## BEGIN

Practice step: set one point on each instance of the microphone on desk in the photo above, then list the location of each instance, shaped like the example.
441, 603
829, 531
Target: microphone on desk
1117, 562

## END

Put every line of the items above into a Markdown table with two columns, No. and Text, numbering each row and skipping blank lines.

- Full answer -
| No. | Text |
|---|---|
| 1 | Practice step: set one point on each instance of the microphone on desk in the photo above, then list the location of each instance, shaped like the example. |
| 2 | 441, 603 |
| 3 | 829, 531 |
| 4 | Target: microphone on desk |
| 5 | 1117, 562 |